[Natural language region descriptions]
::::
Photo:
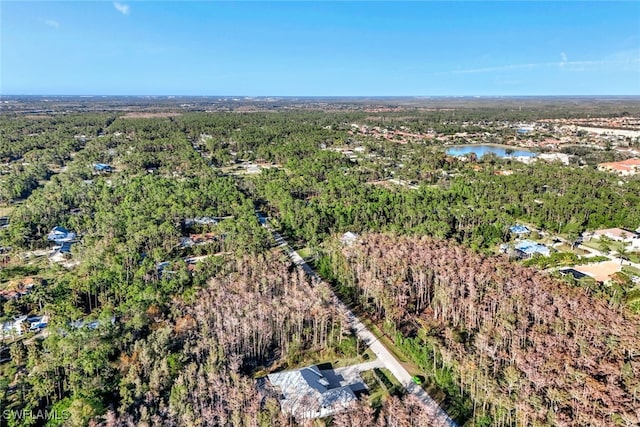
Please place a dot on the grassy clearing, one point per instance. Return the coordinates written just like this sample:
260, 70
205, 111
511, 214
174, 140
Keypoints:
6, 210
631, 270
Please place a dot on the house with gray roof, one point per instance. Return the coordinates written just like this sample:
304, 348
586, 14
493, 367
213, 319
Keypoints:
309, 392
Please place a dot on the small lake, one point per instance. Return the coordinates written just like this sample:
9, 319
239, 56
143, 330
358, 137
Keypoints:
482, 149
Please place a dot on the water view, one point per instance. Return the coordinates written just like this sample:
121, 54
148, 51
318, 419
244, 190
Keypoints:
482, 149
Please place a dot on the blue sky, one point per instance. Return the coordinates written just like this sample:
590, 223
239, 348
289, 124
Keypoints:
320, 48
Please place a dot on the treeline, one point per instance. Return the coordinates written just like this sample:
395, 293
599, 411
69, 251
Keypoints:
322, 194
524, 348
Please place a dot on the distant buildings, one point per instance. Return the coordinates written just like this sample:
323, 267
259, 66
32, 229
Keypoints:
618, 235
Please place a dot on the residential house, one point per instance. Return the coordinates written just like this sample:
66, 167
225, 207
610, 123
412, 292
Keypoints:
307, 393
629, 237
348, 238
60, 234
102, 168
13, 328
624, 168
519, 229
527, 248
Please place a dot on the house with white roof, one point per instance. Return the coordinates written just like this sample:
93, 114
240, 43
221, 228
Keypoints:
309, 393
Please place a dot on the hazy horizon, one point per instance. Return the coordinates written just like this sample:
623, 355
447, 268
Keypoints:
306, 49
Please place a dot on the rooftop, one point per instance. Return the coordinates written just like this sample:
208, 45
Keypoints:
309, 393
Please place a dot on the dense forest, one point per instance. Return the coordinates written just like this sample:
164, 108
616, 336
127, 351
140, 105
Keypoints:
521, 345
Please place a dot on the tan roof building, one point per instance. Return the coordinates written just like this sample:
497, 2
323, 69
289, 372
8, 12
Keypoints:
625, 167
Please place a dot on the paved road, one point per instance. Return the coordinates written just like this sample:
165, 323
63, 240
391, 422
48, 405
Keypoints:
595, 252
437, 416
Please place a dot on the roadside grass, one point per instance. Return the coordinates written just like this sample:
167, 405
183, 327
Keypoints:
630, 269
6, 210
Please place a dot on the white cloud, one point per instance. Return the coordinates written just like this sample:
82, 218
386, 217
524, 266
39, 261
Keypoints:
620, 60
563, 56
494, 69
52, 23
122, 8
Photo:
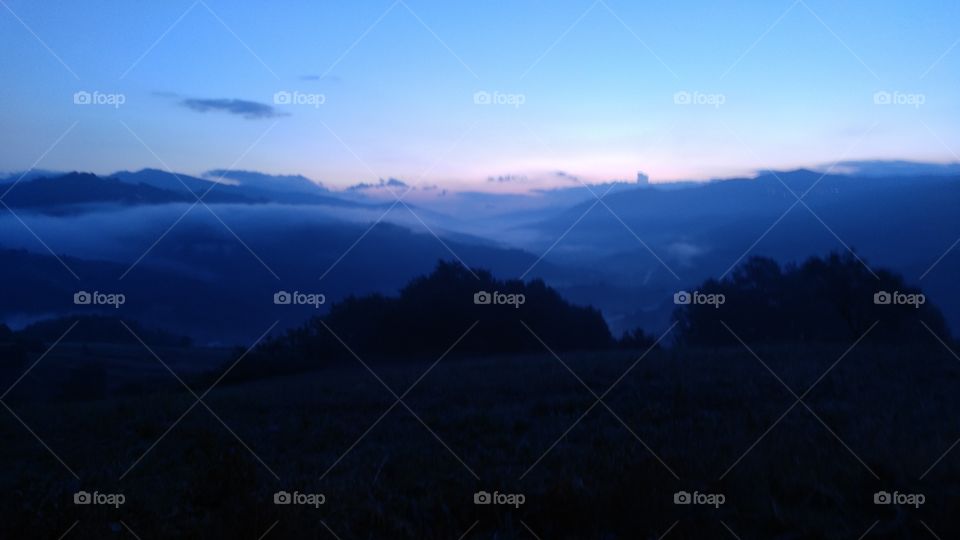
::::
**WORK REQUIRED:**
Would you please return all lines of the data that include the word "white"?

**EXERCISE ANSWER:**
Please place a dot on the house with white roof, one point per instance. Return the coordinates written just like this sample:
Please place a dot on the white cloud, one point per instance. Return the coordinates written just like this sample:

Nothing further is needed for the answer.